• _WORK ORDER_:
Pull every line containing "window" from the data.

• _RECORDS FOR THE EXERCISE_:
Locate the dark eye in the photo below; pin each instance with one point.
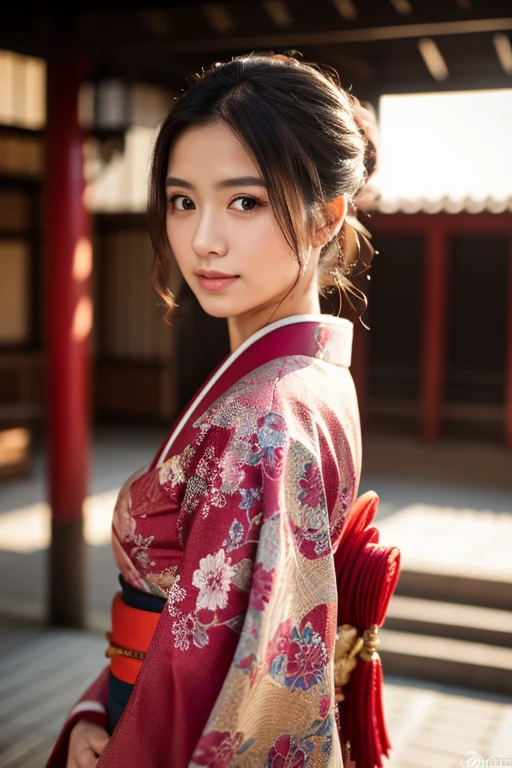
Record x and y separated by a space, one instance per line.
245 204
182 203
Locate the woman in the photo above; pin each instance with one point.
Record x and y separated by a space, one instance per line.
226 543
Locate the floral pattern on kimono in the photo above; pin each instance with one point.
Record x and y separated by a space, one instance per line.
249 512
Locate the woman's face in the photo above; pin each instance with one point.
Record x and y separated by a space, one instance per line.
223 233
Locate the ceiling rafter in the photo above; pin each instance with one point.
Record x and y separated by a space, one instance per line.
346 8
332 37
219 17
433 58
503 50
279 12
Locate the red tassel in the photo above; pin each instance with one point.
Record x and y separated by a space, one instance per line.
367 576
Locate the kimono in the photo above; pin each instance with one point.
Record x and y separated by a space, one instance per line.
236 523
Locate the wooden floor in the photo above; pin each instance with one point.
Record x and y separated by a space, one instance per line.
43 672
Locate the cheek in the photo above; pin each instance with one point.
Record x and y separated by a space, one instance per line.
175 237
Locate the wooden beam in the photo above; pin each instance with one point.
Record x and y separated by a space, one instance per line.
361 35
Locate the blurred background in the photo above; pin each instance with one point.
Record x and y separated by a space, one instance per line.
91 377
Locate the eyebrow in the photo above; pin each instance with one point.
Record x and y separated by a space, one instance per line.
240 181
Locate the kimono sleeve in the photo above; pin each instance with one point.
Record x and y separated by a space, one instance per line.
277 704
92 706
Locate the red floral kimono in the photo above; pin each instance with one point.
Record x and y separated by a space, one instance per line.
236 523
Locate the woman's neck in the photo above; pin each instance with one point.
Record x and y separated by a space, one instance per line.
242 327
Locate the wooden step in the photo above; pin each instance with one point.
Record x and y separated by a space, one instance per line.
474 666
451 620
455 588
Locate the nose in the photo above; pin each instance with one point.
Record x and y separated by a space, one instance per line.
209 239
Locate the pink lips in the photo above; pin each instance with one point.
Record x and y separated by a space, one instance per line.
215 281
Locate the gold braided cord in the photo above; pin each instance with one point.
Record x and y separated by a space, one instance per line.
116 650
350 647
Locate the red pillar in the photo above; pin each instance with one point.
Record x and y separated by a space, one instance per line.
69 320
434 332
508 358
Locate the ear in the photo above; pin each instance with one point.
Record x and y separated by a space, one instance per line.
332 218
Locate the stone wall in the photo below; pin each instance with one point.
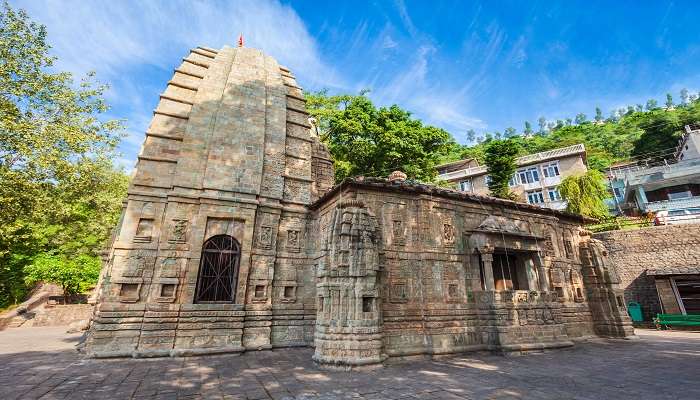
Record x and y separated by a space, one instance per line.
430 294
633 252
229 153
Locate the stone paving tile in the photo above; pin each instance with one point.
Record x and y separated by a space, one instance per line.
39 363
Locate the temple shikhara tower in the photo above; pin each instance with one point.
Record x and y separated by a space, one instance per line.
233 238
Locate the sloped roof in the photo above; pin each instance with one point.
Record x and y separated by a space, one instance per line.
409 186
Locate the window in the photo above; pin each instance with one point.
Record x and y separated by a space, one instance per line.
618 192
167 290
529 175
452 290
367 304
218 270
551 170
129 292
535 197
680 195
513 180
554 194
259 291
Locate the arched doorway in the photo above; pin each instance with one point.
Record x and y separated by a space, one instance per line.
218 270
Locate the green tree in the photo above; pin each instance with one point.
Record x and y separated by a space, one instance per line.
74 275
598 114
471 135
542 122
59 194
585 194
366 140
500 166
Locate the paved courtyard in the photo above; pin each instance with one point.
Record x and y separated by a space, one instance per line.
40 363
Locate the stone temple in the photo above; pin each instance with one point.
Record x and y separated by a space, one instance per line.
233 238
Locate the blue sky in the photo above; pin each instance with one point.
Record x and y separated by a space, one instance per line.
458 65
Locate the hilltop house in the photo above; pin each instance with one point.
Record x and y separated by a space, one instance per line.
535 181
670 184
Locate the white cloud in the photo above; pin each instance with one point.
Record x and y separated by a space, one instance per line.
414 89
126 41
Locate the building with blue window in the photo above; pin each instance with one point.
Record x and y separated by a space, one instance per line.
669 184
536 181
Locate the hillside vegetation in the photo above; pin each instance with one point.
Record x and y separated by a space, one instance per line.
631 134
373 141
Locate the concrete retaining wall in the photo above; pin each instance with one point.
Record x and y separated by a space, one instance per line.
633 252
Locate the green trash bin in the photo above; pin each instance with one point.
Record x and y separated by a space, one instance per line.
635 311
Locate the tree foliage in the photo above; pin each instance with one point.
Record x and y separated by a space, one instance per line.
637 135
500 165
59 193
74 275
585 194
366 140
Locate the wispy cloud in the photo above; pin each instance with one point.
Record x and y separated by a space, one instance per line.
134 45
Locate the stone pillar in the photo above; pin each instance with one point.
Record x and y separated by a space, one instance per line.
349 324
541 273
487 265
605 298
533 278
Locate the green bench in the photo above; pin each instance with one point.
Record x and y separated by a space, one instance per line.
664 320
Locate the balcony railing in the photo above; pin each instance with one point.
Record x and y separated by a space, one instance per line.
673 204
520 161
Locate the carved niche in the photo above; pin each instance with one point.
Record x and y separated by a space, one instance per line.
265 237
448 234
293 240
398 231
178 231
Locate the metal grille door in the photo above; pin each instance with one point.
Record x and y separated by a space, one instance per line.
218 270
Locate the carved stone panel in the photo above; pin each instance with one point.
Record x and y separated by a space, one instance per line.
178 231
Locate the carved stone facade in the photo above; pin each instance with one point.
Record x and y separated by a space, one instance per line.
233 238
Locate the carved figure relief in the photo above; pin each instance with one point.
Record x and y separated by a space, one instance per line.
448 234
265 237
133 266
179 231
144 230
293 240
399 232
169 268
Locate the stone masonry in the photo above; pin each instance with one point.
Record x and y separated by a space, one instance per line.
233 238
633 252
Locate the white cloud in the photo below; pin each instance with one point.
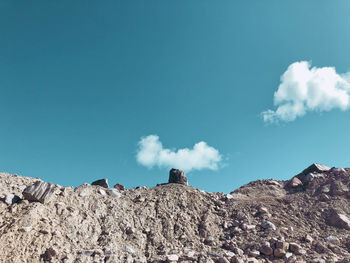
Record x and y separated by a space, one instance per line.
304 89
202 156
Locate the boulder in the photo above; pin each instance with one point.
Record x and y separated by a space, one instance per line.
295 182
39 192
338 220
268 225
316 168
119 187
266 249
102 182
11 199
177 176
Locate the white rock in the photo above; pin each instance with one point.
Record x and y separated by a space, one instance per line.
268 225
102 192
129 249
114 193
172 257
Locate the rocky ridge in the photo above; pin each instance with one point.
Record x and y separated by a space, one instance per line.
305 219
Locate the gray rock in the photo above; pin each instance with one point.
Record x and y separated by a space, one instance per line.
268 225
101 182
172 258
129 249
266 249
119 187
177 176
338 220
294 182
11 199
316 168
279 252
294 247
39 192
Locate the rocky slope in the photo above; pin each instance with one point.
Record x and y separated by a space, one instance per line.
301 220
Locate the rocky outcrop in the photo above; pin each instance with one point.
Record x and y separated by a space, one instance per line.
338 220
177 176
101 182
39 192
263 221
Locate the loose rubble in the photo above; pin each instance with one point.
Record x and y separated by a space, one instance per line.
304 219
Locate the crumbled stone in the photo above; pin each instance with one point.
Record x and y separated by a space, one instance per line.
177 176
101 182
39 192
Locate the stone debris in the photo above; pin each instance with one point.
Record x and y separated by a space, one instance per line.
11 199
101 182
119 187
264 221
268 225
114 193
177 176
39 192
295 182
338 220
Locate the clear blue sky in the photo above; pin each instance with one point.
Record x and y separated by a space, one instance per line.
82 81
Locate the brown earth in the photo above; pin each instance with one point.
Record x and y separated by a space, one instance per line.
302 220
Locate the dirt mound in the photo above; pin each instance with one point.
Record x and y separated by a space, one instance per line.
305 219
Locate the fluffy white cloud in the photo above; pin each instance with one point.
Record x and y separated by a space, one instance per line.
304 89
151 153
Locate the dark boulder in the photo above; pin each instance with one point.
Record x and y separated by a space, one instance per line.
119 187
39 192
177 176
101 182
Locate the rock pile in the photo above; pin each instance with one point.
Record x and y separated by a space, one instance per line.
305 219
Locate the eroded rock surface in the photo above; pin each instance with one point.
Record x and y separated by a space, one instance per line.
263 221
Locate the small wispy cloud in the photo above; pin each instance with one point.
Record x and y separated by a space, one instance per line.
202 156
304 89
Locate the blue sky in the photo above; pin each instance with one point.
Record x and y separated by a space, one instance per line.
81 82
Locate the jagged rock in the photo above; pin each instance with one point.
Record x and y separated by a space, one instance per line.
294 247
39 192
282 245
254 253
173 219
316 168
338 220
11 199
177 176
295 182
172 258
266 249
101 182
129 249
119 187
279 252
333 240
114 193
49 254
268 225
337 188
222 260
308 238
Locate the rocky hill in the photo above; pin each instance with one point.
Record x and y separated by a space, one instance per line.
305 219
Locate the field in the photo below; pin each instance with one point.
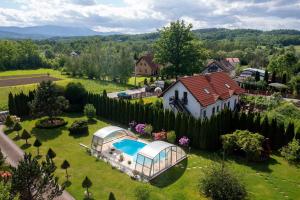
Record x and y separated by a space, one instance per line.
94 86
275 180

• _RESPONSE AREA_:
Locate the window in the photo above; pin each instance with one point.
Locate the building with blue window in the photo above; pin each instance with one point.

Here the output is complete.